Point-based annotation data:
·····
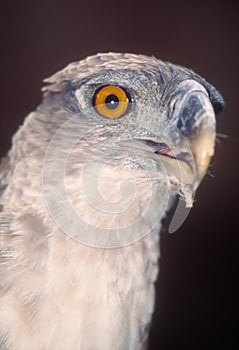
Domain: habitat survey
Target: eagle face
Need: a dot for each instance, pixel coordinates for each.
(136, 132)
(98, 164)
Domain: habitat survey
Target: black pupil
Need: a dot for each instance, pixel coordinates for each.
(112, 101)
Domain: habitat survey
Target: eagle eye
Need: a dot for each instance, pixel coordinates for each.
(112, 101)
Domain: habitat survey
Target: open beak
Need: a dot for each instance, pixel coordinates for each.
(188, 162)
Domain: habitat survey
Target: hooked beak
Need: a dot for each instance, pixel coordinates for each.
(188, 161)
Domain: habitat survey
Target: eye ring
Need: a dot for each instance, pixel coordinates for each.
(112, 101)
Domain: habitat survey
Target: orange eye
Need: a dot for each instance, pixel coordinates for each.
(111, 101)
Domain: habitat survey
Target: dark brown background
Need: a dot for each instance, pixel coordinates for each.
(196, 291)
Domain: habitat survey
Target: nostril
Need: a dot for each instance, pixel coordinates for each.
(190, 112)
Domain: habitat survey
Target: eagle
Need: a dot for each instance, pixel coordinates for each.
(84, 192)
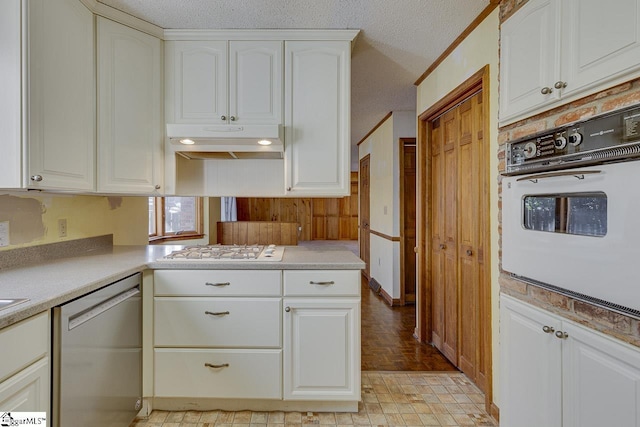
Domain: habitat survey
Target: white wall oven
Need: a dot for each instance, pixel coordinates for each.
(571, 210)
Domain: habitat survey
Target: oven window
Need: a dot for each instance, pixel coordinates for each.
(583, 214)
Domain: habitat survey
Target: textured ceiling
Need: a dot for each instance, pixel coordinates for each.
(399, 39)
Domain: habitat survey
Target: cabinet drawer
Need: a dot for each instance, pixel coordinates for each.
(322, 282)
(250, 374)
(218, 282)
(24, 343)
(217, 322)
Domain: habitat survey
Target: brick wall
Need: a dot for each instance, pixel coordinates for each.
(622, 327)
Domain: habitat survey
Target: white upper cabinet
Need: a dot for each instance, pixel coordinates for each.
(528, 58)
(61, 101)
(600, 41)
(221, 82)
(255, 82)
(556, 51)
(317, 118)
(129, 110)
(10, 84)
(196, 81)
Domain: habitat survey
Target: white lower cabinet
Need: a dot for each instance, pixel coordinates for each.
(24, 371)
(555, 372)
(218, 334)
(321, 349)
(321, 335)
(218, 373)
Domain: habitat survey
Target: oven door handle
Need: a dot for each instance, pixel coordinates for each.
(576, 174)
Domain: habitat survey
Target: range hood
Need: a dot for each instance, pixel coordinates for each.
(226, 141)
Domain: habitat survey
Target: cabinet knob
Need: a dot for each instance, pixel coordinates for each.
(211, 365)
(562, 335)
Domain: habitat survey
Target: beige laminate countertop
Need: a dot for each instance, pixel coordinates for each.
(51, 283)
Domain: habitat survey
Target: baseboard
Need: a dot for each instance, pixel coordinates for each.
(495, 412)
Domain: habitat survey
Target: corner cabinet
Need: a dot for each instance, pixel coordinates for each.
(317, 118)
(60, 95)
(219, 82)
(581, 378)
(129, 110)
(321, 335)
(550, 53)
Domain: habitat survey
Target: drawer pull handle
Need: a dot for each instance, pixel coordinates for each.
(217, 313)
(210, 365)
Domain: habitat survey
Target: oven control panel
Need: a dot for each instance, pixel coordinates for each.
(606, 138)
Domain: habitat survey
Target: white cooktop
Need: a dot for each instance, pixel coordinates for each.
(218, 253)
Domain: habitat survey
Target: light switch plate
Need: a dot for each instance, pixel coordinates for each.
(4, 233)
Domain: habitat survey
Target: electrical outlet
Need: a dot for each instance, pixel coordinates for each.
(62, 227)
(4, 233)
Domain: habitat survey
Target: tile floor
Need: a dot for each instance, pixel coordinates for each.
(388, 398)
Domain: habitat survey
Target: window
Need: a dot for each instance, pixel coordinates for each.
(175, 218)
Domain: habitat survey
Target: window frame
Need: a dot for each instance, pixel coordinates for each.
(161, 235)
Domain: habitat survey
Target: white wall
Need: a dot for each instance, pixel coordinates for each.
(475, 52)
(384, 199)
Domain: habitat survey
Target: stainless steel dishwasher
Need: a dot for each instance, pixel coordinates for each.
(97, 352)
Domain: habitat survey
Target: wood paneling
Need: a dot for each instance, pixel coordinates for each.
(317, 219)
(261, 233)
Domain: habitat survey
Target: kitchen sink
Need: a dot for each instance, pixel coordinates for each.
(6, 303)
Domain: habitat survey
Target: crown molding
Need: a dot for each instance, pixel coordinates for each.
(263, 34)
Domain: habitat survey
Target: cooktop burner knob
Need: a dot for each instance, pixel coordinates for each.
(530, 150)
(575, 138)
(560, 142)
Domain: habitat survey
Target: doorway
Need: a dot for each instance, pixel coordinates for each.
(453, 229)
(364, 214)
(407, 161)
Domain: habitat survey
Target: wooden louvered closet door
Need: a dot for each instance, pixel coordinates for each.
(457, 265)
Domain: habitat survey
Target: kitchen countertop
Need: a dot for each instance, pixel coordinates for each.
(50, 283)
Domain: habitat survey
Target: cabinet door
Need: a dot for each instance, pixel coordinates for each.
(530, 366)
(10, 84)
(317, 117)
(28, 390)
(600, 41)
(61, 95)
(255, 82)
(322, 349)
(601, 380)
(129, 109)
(196, 76)
(529, 58)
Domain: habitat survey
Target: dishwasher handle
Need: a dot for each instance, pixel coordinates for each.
(96, 310)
·····
§ **Goal**: The records above are to be restated exactly, without their pictures.

§ **Exercise result**:
Domain: habitat survey
Target: eagle face
Need: a dot for each instance, pixel coordinates for each.
(136, 132)
(98, 164)
Domain: habitat survey
Target: black pupil
Need: a dot for each instance, pixel coordinates for each.
(112, 101)
Domain: habitat survey
Target: eagle eye
Need: a dot for each instance, pixel coordinates for each.
(112, 101)
Domain: habitat survey
Target: open beak
Need: a dot for each instance, pixel coordinates for each.
(188, 162)
Domain: habitat survey
Target: hooked beak
Need: a dot for each instance, pixel coordinates for each.
(188, 161)
Domain: habitat survey
Target: eye ring
Need: a dot for each instance, pixel coordinates for each.
(112, 101)
Domain: habitat survey
Target: orange eye
Need: a dot for each instance, pixel coordinates for each.
(111, 101)
Domain: habitat survey
Target: dark brown background
Need: a dot for each instance, pixel coordinates for each.
(196, 291)
Domain: habitat survey
Target: nostril
Need: a dot for each instance, pixel coordinates for each.
(190, 112)
Domain: habitat survey
Target: eagle
Need: a dot for each instance, pixel coordinates for each.
(84, 192)
Domain: habitat survey
Target: white wall oven
Need: a dot for each instance, pixel coordinates for each.
(571, 210)
Domain: habitat survey
Target: oven window
Need: a dot for each instance, pixel coordinates for each.
(583, 214)
Domain: habitat survey
Target: textured ceiling
Need: a dot for each instance, pixel coordinates for each.
(399, 39)
Domain: habitat survey
Target: cabinet drawer
Need: a dot for each instance, pixel coordinates for each.
(322, 282)
(250, 374)
(218, 282)
(24, 343)
(217, 322)
Domain: habitat survey
Target: brick wall
Need: a dot for each instance, pixel coordinates for each.
(622, 327)
Domain: habitat survey
Target: white upper cabinet
Need: a dot for each instance, pixel coordinates for each.
(528, 58)
(61, 101)
(600, 41)
(221, 82)
(255, 82)
(556, 51)
(317, 118)
(129, 110)
(10, 84)
(196, 81)
Domain: habitat survey
Target: white lower cabinet
Need: a dot for each instance, pixel coordinates for each.
(24, 371)
(555, 372)
(218, 334)
(321, 349)
(321, 335)
(218, 373)
Domain: habitat survey
Target: oven door handle
Need: a dot for each instance, pixel coordinates for each.
(576, 174)
Domain: habitat survey
Target: range hood
Need: a dot for each instance, pixel coordinates for each.
(226, 141)
Domain: habitat survey
Target: cabinet knob
Need: a dot for each instance, pixel coordinates for each.
(211, 365)
(562, 335)
Domain: habitat survey
Target: beige laminate countertop
Need: a dot for each instance, pixel coordinates for each.
(51, 283)
Domain: habitat survey
Target: baseboard
Need: a dot for each instance, pixel coordinates for each.
(495, 412)
Domain: habitat survey
Target: corner cabinet
Need: a dot for each instance, pixel coordinates for each.
(317, 118)
(60, 95)
(219, 82)
(581, 378)
(129, 110)
(321, 335)
(550, 53)
Domain: habitat survey
Target: drawer pull handle
Need: a dot for each instance, pixel coordinates for each.
(217, 313)
(210, 365)
Domain: habitat survey
Target: oven control panel
Need: a dot for each instance, pixel coordinates for each.
(606, 138)
Domain: habitat survey
Target: white cooktop
Need: a dot for each instance, pixel coordinates for each.
(218, 253)
Domain: habitat survey
Target: light switch plate
Need: a dot for each instance, pixel coordinates for each.
(4, 233)
Domain: habitat survey
Target: electrical outlet
Need: a dot for each instance, pixel coordinates for each.
(62, 227)
(4, 233)
Domain: habitat survey
Target: tile floor
Need: a dot for each instance, pixel coordinates for each.
(388, 398)
Domain: habitat survey
Target: window
Need: a dot for each instance, pixel coordinates for each.
(175, 218)
Domain: habitat survey
Target: window frame
Need: a dot for each instance, pixel coordinates for each.
(161, 235)
Domain: habitat survey
Target: white wall
Need: a dot for each instance, pixel coordinates for each.
(475, 52)
(384, 199)
Domain: habitat survey
Target: stainless steel dishwasher
Need: a dot for each instance, pixel coordinates for each.
(97, 352)
Domain: habitat survey
Target: wood paneling
Need: a dot for each instance, pixel coordinates for each.
(317, 219)
(261, 233)
Domain: habitat survey
Target: kitchen sink
Need: a dot for each instance, pixel coordinates for each.
(6, 303)
Domain: habitat survey
Target: crown molding
Need: a dot for each instance, pixel coordinates for each.
(263, 34)
Domain: habitat survey
Target: cooktop burner knob
Need: a dot for each instance, pixel coordinates for each.
(530, 150)
(575, 138)
(560, 142)
Domain: habitat survey
Target: doorway
Need: a dot for each instance, pixel coordinates for each.
(453, 229)
(364, 214)
(407, 161)
Domain: habitat survey
Target: wooden louvered closet door
Need: a dot for each instance, pixel coordinates for each.
(457, 265)
Domain: habitat survey
Target: kitchen countertop
Need: a dot for each instance, pixel coordinates for each.
(50, 283)
Domain: habitat survey
Target: cabinet door
Need: a dot for each instance, pixel coordinates for each.
(530, 366)
(10, 84)
(317, 117)
(28, 390)
(600, 41)
(61, 95)
(255, 82)
(322, 349)
(601, 380)
(129, 109)
(196, 76)
(529, 58)
Domain: habitat survey
Target: dishwasher handle
Need: a dot for each instance, pixel coordinates for each.
(96, 310)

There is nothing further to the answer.